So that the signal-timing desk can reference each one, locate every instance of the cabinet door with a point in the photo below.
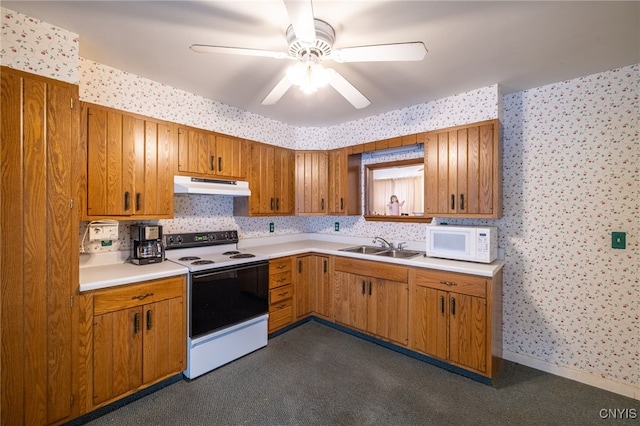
(284, 181)
(163, 339)
(429, 319)
(351, 299)
(154, 179)
(462, 171)
(196, 151)
(338, 181)
(302, 285)
(388, 311)
(467, 331)
(117, 353)
(311, 182)
(319, 286)
(230, 157)
(110, 162)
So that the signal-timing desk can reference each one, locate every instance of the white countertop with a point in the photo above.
(318, 243)
(111, 269)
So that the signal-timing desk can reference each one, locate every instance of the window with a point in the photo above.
(394, 191)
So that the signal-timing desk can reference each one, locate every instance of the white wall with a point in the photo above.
(571, 161)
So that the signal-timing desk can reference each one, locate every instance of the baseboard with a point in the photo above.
(573, 374)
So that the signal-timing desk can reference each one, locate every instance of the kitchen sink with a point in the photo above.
(400, 254)
(364, 249)
(383, 251)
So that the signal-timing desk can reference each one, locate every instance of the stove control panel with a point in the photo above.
(199, 239)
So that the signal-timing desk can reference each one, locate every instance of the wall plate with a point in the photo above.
(619, 240)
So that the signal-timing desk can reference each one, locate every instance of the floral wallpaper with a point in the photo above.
(571, 177)
(30, 45)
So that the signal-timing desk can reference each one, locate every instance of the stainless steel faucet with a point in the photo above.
(383, 241)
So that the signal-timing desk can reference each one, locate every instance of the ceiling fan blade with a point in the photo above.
(346, 89)
(414, 51)
(301, 18)
(278, 91)
(205, 48)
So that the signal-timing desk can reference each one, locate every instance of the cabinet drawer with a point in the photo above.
(281, 293)
(283, 264)
(278, 280)
(458, 283)
(117, 298)
(281, 315)
(372, 269)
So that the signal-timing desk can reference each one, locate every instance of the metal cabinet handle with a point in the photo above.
(136, 323)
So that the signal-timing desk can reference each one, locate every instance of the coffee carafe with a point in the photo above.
(146, 244)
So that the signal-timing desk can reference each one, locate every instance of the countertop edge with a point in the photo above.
(112, 275)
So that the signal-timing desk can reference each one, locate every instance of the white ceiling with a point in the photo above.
(474, 44)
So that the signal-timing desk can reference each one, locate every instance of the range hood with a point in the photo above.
(194, 185)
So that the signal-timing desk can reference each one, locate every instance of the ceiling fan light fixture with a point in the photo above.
(308, 76)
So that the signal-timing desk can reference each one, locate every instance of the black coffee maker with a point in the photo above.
(147, 244)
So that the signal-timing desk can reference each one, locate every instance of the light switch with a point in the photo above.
(619, 240)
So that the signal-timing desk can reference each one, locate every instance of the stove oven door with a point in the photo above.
(222, 297)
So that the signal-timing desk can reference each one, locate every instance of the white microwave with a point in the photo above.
(470, 243)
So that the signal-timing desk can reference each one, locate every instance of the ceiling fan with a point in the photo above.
(311, 42)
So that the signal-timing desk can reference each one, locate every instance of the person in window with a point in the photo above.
(394, 206)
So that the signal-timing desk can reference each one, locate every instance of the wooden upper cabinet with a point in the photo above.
(345, 192)
(271, 175)
(129, 164)
(209, 154)
(312, 195)
(463, 171)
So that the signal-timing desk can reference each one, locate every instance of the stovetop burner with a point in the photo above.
(242, 256)
(188, 258)
(202, 262)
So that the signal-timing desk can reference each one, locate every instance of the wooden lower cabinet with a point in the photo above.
(313, 287)
(281, 292)
(372, 297)
(454, 319)
(138, 336)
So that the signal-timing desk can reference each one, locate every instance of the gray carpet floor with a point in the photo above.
(317, 375)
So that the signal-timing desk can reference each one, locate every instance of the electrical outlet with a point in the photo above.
(619, 240)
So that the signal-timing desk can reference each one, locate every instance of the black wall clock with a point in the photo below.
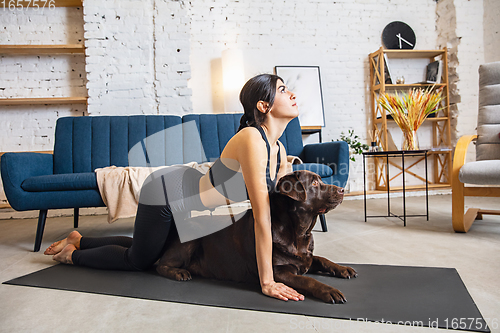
═══
## Exercise details
Although the records above contain pictures, your copy should give only their text, exactly as written.

## Written reply
So that the signal-timing desk can reference each one, locate every instance of the cabinet door with a point in the photo below.
(284, 181)
(163, 339)
(429, 319)
(351, 299)
(154, 179)
(462, 171)
(196, 151)
(338, 181)
(302, 285)
(388, 311)
(467, 331)
(117, 353)
(311, 182)
(319, 286)
(230, 157)
(110, 162)
So that the signal-timing desk can reference each one, locate every instance of the white countertop with a point in the photo above.
(318, 243)
(111, 269)
So that the signal-timing desk can reference each one, locate every instance of the window with a point in the photo above.
(394, 191)
So that the signal-timing desk can reference each one, locate every instance of the white wall with a point in the photo above.
(571, 161)
So that the signal-timing desk can reference each one, locate every instance of the baseboard with a point in the photo above.
(573, 374)
So that the signal-timing desk can reference each one, locate every instance of the kitchen sink with a point in the photo above.
(400, 254)
(364, 249)
(383, 251)
So that the signal-timing desk can reference each one, locate every instance of the stove control panel with a point in the photo above.
(199, 239)
So that the signal-timing desk can reference each one, locate every instance of the wall plate with a point in the photo above.
(619, 240)
So that the signal-timing desk can reference each one, locate every instance of the floral wallpaper with a point in the photo above.
(571, 177)
(30, 45)
So that the signal-timing desk can reference each one, locate every instance of the stainless steel faucet with a point in the photo above.
(383, 241)
So that the signal-timing desk can reference each one, locate every instance of the ceiling fan blade with a point in the photo above.
(346, 89)
(414, 51)
(301, 18)
(278, 91)
(205, 48)
So that the signal-timing desk can reference each one, locate every instance of the cabinet drawer with a point in the photo above.
(281, 293)
(283, 264)
(278, 280)
(458, 283)
(117, 298)
(281, 315)
(372, 269)
So that the signal-timing desk can reference each one, locate every instance of the metal cabinet handle with a point in the photo above.
(136, 323)
So that the signal-timing desk can reference each one, locate every instance of the coffee carafe with a point in the photo above.
(146, 244)
So that the signal-timing desk can reference each one, locate every instance of the countertop edge with a point in the photo above.
(112, 275)
So that the signal-timing desk can reference each one, locate every instance of the white ceiling with a point in the photo above.
(474, 44)
So that the signal-timing desk can reference each one, locate every instance of the range hood with a point in the photo above.
(194, 185)
So that the signal-timing desk can reference each one, locate every instance of the ceiling fan light fixture with a point in the photo above.
(308, 76)
So that the signal-timing desk can reference each one, locate every instance of the black coffee maker with a point in the photo above.
(147, 244)
So that the signal-timing desk can reference each one, locate every instance of the light switch with a point in the photo above.
(619, 240)
So that the signal-timing desk can reference each one, locate every instance of the stove oven door with a point in the photo above.
(222, 297)
So that the signal-timing desk can reference each one, locate every instance of the white microwave with a point in the photo above.
(470, 243)
So that the signal-timing desk can reference each one, locate every instance of the ceiling fan with a point in the photo above.
(311, 42)
So that the signal-timing desk can reference each one, locate every instance of the person in window with a point in the photo above.
(394, 206)
So that the signal-timing desk can reference each one, locate every instance of the wooden upper cabinet with a point in the photo above.
(345, 192)
(271, 175)
(129, 164)
(209, 154)
(312, 195)
(463, 171)
So that the signal-timing desk can reference each one, locate every instance of the stovetop burner with a point in the photo above.
(242, 256)
(188, 258)
(202, 262)
So that the signal-timing desk can reference each one, locate every instance of the wooden lower cabinet with a point in the photo above.
(313, 287)
(281, 292)
(372, 297)
(454, 319)
(138, 336)
So that the signal-timing desk can reference each one, locate every instance of the gray carpet floor with a point in the photo above.
(317, 375)
So that the signal-timing desk can reference each one, locate every instance of the electrical outlet with a point in the photo above.
(619, 240)
So that the signal-timing desk can reference each one, locate every instance of the black wall clock with a point in the photo below.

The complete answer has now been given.